**RECORDS FOR THIS TASK**
---------------

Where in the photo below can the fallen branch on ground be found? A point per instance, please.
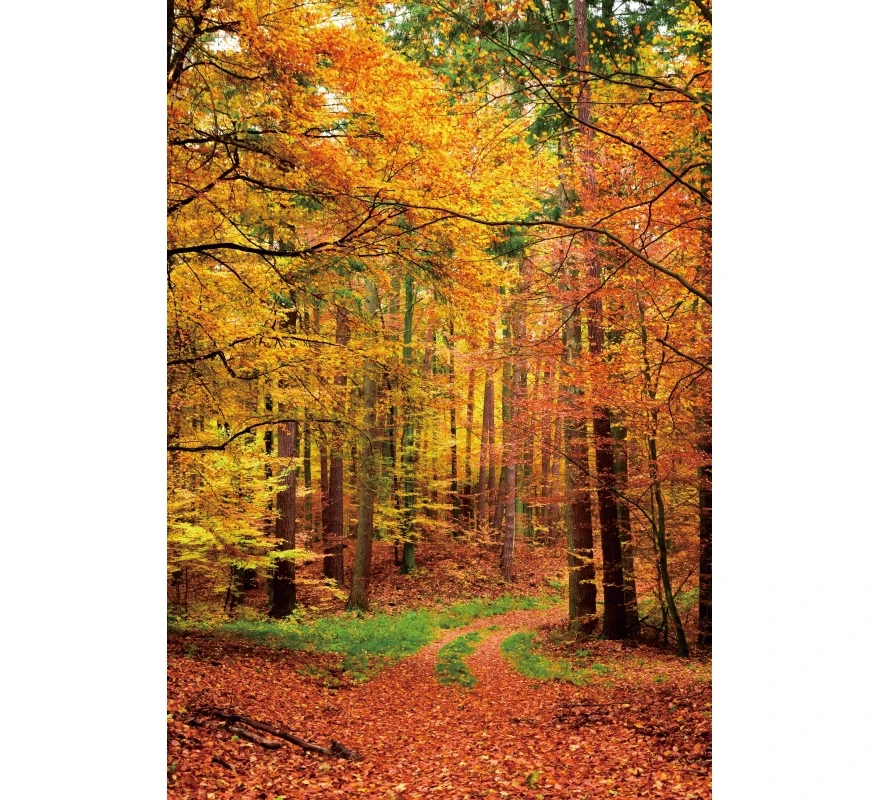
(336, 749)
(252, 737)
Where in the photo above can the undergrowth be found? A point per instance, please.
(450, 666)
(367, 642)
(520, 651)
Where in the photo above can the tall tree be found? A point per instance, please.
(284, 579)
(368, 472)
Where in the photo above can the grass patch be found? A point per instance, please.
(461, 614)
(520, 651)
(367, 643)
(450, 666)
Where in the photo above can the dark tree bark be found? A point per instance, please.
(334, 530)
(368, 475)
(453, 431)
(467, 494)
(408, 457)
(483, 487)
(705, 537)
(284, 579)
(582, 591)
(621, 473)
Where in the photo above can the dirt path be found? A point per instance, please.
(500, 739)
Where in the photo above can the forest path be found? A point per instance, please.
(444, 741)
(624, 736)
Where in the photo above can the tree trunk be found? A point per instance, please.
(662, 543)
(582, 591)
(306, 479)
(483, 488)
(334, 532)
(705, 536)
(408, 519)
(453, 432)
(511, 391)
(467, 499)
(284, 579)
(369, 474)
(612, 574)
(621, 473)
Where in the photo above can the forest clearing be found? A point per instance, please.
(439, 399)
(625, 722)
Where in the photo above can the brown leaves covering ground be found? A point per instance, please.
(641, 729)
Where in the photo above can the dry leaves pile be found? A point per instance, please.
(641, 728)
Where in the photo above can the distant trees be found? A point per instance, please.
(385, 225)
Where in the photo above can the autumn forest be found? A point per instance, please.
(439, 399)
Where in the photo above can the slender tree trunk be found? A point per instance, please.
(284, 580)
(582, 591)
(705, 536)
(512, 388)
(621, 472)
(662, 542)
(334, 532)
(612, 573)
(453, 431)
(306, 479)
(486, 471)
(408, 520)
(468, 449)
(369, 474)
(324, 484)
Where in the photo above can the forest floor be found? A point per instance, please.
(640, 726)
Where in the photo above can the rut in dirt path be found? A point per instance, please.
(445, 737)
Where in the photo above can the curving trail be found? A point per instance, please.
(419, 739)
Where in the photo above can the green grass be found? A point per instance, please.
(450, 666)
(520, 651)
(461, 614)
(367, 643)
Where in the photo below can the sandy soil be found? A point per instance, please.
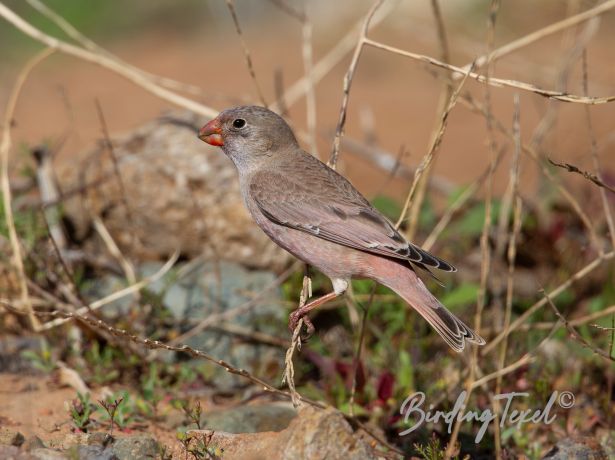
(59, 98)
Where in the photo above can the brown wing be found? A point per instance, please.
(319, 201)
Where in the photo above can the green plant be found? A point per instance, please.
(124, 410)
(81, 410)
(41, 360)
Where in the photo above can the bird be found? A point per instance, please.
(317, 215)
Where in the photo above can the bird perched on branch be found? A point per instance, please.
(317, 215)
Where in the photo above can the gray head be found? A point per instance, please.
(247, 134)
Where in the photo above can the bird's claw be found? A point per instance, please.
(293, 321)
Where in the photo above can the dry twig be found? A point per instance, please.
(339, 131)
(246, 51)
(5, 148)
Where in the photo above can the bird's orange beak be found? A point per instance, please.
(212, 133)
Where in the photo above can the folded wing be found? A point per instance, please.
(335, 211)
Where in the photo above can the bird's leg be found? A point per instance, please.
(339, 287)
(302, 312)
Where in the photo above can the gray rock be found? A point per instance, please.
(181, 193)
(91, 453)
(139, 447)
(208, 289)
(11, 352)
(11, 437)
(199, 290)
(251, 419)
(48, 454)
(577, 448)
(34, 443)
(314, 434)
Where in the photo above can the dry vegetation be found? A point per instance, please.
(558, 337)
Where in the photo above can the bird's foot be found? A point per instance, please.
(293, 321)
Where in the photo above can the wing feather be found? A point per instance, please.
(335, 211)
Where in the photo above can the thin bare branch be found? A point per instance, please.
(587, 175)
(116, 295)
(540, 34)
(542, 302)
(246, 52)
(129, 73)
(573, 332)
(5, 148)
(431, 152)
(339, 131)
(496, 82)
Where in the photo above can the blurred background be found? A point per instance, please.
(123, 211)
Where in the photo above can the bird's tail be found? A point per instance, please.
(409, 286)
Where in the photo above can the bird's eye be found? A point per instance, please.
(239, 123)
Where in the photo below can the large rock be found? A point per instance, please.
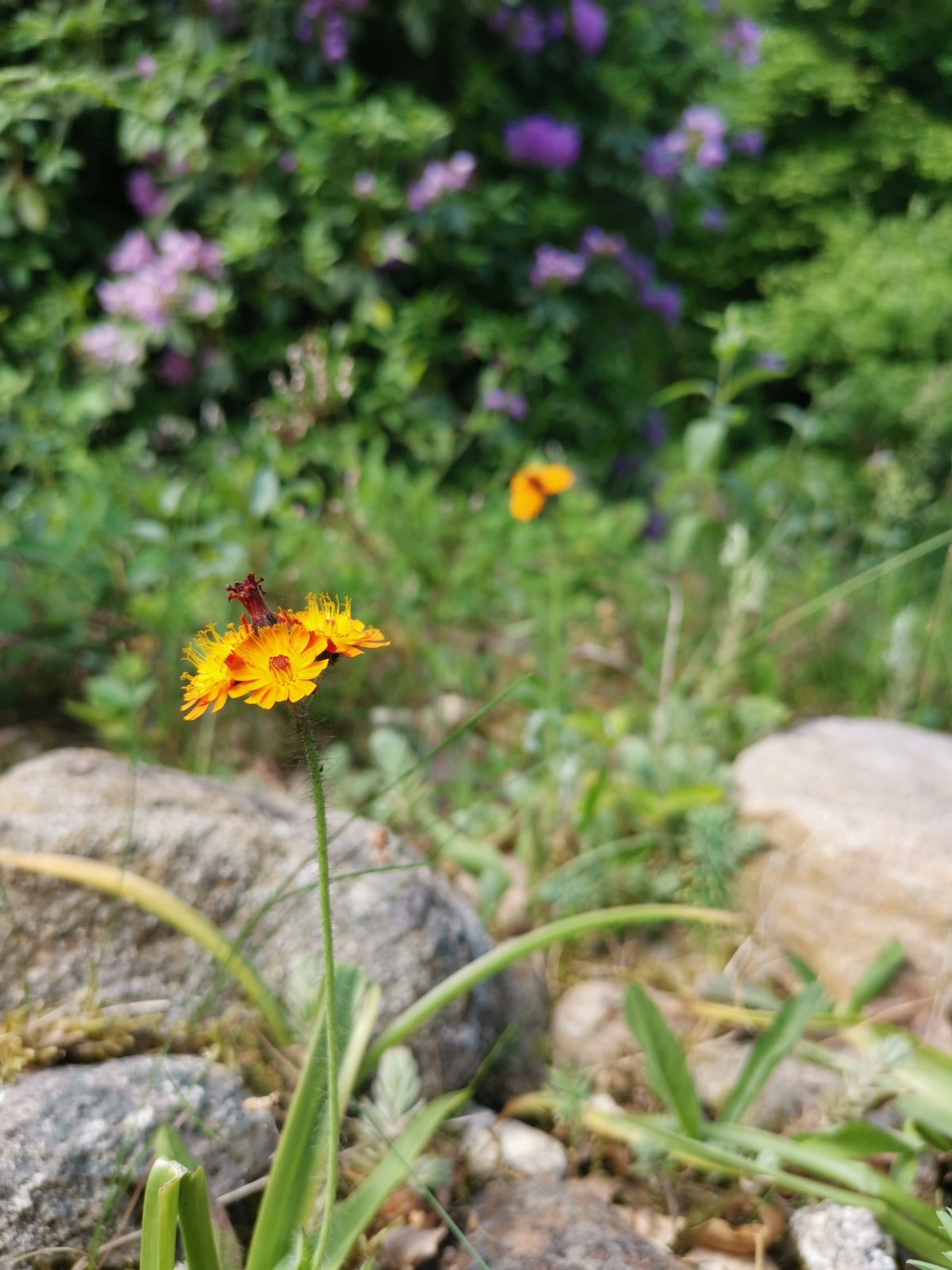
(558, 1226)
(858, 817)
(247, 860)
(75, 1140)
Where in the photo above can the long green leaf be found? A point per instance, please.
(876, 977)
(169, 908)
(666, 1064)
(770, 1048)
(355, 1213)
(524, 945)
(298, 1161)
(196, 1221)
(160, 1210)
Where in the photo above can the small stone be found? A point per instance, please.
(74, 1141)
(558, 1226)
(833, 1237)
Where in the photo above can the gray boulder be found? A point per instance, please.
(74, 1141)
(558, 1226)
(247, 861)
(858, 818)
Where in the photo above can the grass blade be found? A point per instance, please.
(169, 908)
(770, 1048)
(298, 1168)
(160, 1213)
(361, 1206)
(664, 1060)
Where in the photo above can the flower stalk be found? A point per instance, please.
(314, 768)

---------------

**TASK PROMPT**
Arrange every line of the material above as a JSON list of strings, with one string per line and blank lines omitted. Leave the pictures out of the list.

**OUTPUT OF THE TASK**
[
  "Where in the photo below can the fallen branch on ground be found? A point per instance, please.",
  "(336, 749)",
  "(252, 737)",
  "Where in the photo above can the undergrowth be found? A point per instance, please.",
  "(450, 666)",
  "(367, 642)",
  "(520, 651)",
  "Where in the photo above can the tall tree be found? A point per instance, please.",
  "(284, 579)",
  "(368, 472)",
  "Where in the photo above can the grass patch be found? A point per instance, please.",
  "(461, 614)",
  "(520, 651)",
  "(367, 643)",
  "(450, 666)",
  "Where in the photo above can the dark tree bark be found? A point per instance, please.",
  "(334, 530)",
  "(368, 475)",
  "(453, 431)",
  "(467, 494)",
  "(408, 457)",
  "(483, 487)",
  "(705, 537)",
  "(284, 579)",
  "(582, 591)",
  "(621, 473)",
  "Where in the photo above can the dirt path be found? A point per instance, please.",
  "(500, 739)",
  "Where in the photo above can the forest path be found? A point per instance, please.",
  "(444, 741)",
  "(624, 736)",
  "Where in the photo above can the tree trunk be found? A point per instance, please.",
  "(662, 543)",
  "(582, 591)",
  "(306, 479)",
  "(483, 488)",
  "(334, 532)",
  "(705, 536)",
  "(408, 519)",
  "(453, 432)",
  "(511, 391)",
  "(467, 499)",
  "(284, 579)",
  "(369, 474)",
  "(612, 574)",
  "(621, 473)",
  "Where in the photo above can the forest clearing be found? A point per instance, please.",
  "(439, 399)",
  "(625, 722)",
  "Where in the photo above can the brown leaves covering ground be found? A point per instance, please.",
  "(641, 729)",
  "Where in the photo above can the dry leaves pile be found? A point per instance, please.",
  "(641, 728)",
  "Where in the photo above can the distant trees be found? A point per instance, please.",
  "(385, 225)",
  "Where in the photo above can the autumn forest be found? A point per instance, please.",
  "(439, 399)",
  "Where in the photo above can the slender tree trunk be found? A point per instance, please.",
  "(284, 580)",
  "(582, 591)",
  "(705, 536)",
  "(512, 388)",
  "(621, 472)",
  "(662, 542)",
  "(334, 532)",
  "(612, 573)",
  "(453, 431)",
  "(306, 479)",
  "(486, 471)",
  "(408, 520)",
  "(468, 449)",
  "(369, 474)",
  "(324, 484)",
  "Where in the photo above can the forest floor be found? A point per instance, please.",
  "(640, 726)",
  "Where in the photo above can the rut in dirt path be found? A point per instance, please.",
  "(445, 737)",
  "Where in the photo above can the curving trail be found? A point per instance, please.",
  "(419, 739)",
  "Where in the photo above can the green grass be found? A point per instance, please.",
  "(450, 666)",
  "(520, 651)",
  "(461, 614)",
  "(367, 643)",
  "Where in the photo below can the sandy soil be found? A point per instance, please.",
  "(59, 98)",
  "Where in the photo above can the brown wing be found? A point per instance, please.",
  "(319, 201)",
  "Where in the photo above can the green plant be found? A point per instance, please.",
  "(124, 410)",
  "(81, 410)",
  "(41, 360)",
  "Where in the photo above can the bird be found? A point per instance, please.",
  "(317, 215)",
  "Where in the photo above can the bird perched on branch be found? A point per instance, please.",
  "(317, 215)",
  "Where in the photo above can the gray head be found? A point per instance, please.",
  "(247, 134)",
  "Where in the photo above can the bird's claw be found? A point per instance, please.",
  "(293, 321)",
  "Where in the photo above can the dry twig be found? A point per instance, please.",
  "(339, 131)",
  "(246, 51)",
  "(5, 148)",
  "Where in the photo above can the bird's orange beak be found? A point per instance, please.",
  "(212, 133)",
  "Where in the photo above can the folded wing be found? A point per instance, please.",
  "(335, 211)",
  "Where in the photo above can the bird's leg be found? A point per instance, please.",
  "(339, 287)",
  "(302, 312)",
  "Where in the photo above can the gray rock be found? A point per instance, please.",
  "(181, 193)",
  "(91, 453)",
  "(139, 447)",
  "(208, 289)",
  "(11, 352)",
  "(11, 437)",
  "(199, 290)",
  "(251, 419)",
  "(48, 454)",
  "(577, 448)",
  "(34, 443)",
  "(314, 434)",
  "Where in the photo above can the dry vegetation be found? A point per instance, please.",
  "(558, 337)",
  "Where in the photo above can the bird's foot be found? A point per instance, please.",
  "(293, 321)",
  "Where in the photo above can the wing feather be found? A point per instance, please.",
  "(335, 211)",
  "Where in the photo above can the thin bare branch be found? A point per instance, please.",
  "(587, 175)",
  "(116, 295)",
  "(540, 34)",
  "(542, 302)",
  "(246, 52)",
  "(129, 73)",
  "(573, 332)",
  "(5, 148)",
  "(431, 152)",
  "(339, 131)",
  "(496, 82)",
  "Where in the photo above can the blurred background be found? A point per instance, please.",
  "(123, 211)",
  "Where in the photo above can the bird's tail be found? A point per instance, please.",
  "(409, 286)",
  "Where in the photo above can the bird's eye be found? A point per instance, please.",
  "(239, 123)",
  "Where in the photo below can the large rock be found? A point per instance, please.",
  "(558, 1226)",
  "(858, 817)",
  "(247, 860)",
  "(75, 1140)",
  "Where in the photo above can the long green leaf be found? A point per instance, please.",
  "(876, 977)",
  "(169, 908)",
  "(666, 1064)",
  "(770, 1048)",
  "(355, 1213)",
  "(524, 945)",
  "(298, 1161)",
  "(196, 1221)",
  "(160, 1210)",
  "Where in the photo above can the small stone be found? A point per instance, please.",
  "(74, 1141)",
  "(558, 1226)",
  "(833, 1237)",
  "Where in the photo above can the gray boulder be found? A point per instance, please.",
  "(74, 1141)",
  "(558, 1226)",
  "(247, 861)",
  "(858, 818)",
  "Where in the photo above can the grass blade be found? A point per instance, please.",
  "(169, 908)",
  "(770, 1048)",
  "(298, 1168)",
  "(160, 1213)",
  "(361, 1206)",
  "(664, 1060)",
  "Where in the photo above can the flower stalk be found? A point per instance, please.",
  "(314, 768)"
]